Report how many lines in the items below contain the word "pole". Give only the number.

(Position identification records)
— START —

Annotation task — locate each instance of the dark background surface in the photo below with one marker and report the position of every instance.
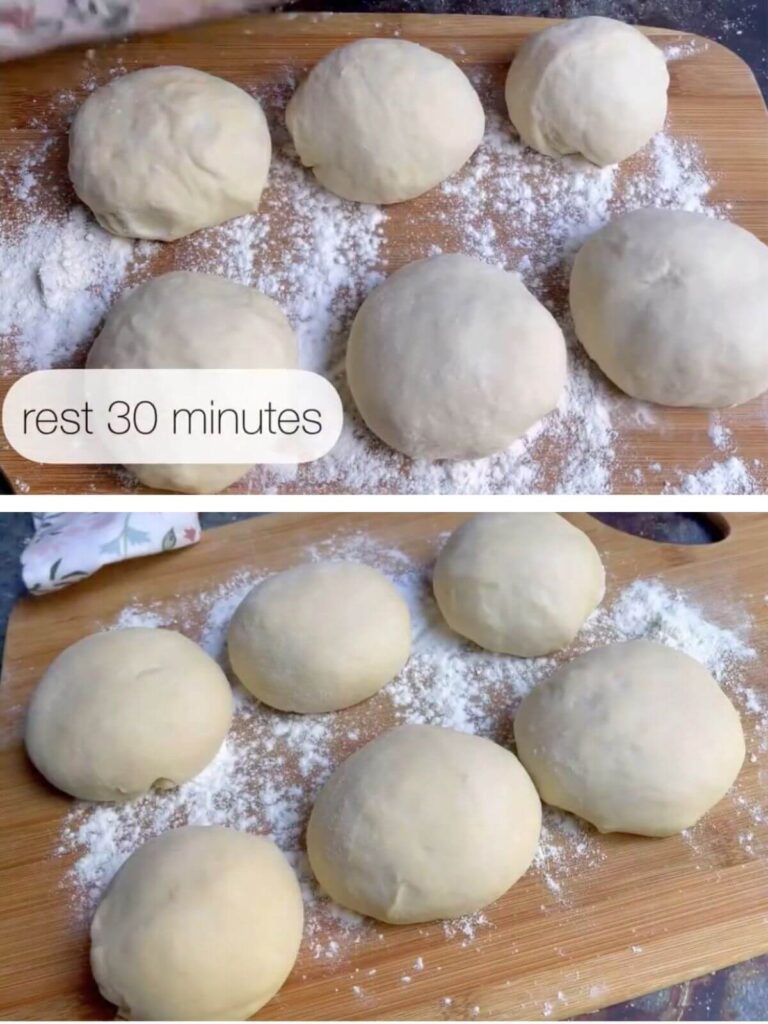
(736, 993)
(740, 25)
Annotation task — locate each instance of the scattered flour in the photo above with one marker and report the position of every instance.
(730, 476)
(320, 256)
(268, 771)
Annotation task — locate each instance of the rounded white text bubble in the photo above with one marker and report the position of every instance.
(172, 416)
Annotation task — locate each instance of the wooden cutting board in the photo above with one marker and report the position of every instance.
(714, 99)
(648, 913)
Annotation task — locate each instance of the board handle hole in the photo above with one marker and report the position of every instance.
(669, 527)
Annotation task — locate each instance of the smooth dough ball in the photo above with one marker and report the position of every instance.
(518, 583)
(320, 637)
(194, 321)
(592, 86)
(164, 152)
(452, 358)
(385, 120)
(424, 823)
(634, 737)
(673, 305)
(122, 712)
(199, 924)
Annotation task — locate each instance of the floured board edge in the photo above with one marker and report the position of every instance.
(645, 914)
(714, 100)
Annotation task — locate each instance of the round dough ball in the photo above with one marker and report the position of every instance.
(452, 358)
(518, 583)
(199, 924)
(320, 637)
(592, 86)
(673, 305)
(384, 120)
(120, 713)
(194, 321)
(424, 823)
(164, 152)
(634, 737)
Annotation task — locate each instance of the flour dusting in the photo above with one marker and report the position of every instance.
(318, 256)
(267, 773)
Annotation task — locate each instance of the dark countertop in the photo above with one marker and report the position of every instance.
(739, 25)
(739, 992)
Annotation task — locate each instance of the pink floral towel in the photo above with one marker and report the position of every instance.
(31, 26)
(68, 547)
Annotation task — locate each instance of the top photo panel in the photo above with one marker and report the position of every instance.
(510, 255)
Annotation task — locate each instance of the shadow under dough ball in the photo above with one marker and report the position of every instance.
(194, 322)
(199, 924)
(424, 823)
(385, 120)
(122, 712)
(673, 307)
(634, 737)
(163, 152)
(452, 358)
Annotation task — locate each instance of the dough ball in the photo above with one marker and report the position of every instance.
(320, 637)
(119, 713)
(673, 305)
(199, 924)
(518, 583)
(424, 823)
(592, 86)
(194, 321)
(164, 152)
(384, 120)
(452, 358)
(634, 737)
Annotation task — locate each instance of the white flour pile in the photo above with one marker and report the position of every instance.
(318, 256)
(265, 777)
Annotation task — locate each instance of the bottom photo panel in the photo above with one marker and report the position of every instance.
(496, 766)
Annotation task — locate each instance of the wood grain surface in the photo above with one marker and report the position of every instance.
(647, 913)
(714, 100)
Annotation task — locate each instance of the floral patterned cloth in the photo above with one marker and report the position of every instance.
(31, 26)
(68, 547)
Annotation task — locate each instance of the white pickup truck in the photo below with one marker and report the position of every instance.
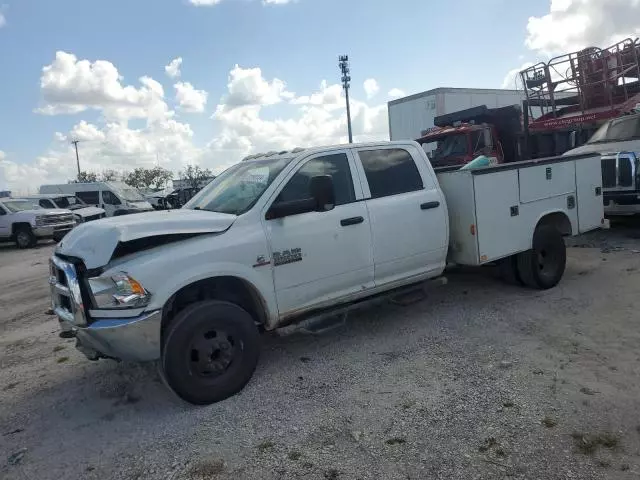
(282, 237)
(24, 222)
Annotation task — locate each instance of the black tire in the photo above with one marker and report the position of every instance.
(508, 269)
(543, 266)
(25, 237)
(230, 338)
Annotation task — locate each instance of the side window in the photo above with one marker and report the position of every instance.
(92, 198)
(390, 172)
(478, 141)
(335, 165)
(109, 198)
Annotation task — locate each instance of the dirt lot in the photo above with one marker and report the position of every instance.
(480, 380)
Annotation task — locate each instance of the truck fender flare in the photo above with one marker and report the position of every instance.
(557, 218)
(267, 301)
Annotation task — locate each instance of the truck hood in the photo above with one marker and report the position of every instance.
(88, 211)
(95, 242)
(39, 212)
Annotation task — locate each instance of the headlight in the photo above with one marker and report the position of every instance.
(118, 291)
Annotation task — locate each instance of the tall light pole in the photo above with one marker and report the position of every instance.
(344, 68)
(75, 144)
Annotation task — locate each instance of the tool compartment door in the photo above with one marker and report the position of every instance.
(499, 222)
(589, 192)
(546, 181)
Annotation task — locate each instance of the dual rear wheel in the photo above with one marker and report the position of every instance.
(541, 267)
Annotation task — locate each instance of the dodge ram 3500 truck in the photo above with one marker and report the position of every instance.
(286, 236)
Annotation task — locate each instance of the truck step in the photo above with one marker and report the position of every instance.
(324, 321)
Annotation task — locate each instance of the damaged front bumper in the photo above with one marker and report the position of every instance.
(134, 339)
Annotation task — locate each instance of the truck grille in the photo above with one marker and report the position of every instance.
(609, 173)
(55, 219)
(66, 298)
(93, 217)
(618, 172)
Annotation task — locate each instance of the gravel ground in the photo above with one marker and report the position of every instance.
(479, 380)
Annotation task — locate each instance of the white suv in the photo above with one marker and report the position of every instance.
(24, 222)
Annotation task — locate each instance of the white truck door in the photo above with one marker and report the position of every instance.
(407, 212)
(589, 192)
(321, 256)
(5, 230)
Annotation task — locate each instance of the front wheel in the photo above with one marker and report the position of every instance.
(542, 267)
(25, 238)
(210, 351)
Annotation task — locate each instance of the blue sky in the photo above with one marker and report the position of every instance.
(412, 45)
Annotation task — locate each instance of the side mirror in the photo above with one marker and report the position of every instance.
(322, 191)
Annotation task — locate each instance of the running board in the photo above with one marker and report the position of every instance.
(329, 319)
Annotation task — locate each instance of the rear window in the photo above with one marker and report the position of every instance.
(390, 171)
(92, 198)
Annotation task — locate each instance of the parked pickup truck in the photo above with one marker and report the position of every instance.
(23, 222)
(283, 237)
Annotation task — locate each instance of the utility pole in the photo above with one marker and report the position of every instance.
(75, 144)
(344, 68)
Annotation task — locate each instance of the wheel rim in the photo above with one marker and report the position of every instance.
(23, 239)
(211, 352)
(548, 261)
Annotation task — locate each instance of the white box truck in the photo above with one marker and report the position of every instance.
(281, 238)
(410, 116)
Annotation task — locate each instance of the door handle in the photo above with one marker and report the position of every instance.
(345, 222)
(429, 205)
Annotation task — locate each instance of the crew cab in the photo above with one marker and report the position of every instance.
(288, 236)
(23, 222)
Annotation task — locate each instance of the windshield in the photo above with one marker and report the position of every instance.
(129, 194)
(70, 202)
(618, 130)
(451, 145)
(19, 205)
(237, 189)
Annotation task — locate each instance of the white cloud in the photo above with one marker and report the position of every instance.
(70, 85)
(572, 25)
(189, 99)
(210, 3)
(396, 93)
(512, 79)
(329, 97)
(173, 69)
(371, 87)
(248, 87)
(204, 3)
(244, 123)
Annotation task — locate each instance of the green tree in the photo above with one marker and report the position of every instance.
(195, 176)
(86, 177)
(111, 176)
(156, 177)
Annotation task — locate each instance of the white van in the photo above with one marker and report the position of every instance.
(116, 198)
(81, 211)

— END —
— START —

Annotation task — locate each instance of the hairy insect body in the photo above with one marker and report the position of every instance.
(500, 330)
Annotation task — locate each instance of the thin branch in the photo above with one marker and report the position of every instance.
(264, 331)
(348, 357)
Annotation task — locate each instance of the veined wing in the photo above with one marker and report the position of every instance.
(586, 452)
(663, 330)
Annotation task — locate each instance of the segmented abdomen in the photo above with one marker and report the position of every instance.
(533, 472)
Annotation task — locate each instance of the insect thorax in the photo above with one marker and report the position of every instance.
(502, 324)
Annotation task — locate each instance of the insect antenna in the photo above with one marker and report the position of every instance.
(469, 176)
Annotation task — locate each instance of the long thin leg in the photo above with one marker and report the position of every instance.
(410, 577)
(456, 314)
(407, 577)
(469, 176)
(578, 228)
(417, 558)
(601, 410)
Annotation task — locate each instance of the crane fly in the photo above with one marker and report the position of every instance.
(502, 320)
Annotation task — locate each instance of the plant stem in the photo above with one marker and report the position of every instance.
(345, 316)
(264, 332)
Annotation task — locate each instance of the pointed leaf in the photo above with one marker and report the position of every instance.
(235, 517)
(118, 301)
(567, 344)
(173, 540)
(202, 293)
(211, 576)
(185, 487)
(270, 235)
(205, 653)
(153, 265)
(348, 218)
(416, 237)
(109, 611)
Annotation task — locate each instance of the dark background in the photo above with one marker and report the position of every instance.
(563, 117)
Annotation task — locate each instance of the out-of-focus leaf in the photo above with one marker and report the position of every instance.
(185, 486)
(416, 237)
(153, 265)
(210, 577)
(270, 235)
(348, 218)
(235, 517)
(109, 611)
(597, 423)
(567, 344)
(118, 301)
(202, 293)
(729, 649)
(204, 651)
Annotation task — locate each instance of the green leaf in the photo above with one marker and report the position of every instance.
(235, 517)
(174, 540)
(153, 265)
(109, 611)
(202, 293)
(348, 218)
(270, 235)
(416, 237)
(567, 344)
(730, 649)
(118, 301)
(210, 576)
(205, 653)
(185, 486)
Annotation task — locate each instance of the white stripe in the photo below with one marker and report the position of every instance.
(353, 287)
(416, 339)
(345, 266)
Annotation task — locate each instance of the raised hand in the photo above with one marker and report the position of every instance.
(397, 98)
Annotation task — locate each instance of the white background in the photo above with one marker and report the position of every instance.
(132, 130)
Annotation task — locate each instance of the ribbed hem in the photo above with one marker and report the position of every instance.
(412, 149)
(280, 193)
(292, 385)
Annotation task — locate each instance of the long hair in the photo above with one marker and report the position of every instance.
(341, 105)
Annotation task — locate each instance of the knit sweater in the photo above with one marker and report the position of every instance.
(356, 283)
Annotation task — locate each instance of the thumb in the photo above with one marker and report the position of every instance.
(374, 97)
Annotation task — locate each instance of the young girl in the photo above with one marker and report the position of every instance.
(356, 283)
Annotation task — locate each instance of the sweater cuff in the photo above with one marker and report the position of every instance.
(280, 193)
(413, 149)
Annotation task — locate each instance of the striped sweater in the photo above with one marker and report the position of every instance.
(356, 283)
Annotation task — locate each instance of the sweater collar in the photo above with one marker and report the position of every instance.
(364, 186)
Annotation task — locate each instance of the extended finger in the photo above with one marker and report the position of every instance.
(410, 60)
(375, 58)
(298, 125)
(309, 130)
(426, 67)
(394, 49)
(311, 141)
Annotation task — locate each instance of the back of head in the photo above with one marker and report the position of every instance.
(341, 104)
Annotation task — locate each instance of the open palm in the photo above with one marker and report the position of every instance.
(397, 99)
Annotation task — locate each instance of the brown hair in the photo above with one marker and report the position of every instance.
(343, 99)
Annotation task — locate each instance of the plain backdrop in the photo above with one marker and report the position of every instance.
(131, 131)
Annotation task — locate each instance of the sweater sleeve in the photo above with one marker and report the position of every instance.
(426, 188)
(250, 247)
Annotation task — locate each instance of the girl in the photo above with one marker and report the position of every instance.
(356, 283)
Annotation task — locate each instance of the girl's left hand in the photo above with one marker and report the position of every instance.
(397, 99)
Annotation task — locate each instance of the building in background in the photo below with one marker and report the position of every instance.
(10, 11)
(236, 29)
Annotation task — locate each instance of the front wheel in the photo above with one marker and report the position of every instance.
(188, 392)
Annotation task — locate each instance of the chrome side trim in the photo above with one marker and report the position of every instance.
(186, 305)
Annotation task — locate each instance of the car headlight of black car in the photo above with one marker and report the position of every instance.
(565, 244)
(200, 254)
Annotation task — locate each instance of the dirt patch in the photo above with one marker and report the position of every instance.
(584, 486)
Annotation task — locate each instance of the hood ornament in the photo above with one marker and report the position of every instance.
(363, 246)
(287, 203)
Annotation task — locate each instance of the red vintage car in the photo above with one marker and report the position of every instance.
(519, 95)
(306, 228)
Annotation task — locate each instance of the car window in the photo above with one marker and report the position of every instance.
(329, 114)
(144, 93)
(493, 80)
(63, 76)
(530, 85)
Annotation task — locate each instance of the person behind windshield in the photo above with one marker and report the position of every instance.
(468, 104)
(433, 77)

— END —

(Solution for this problem): 2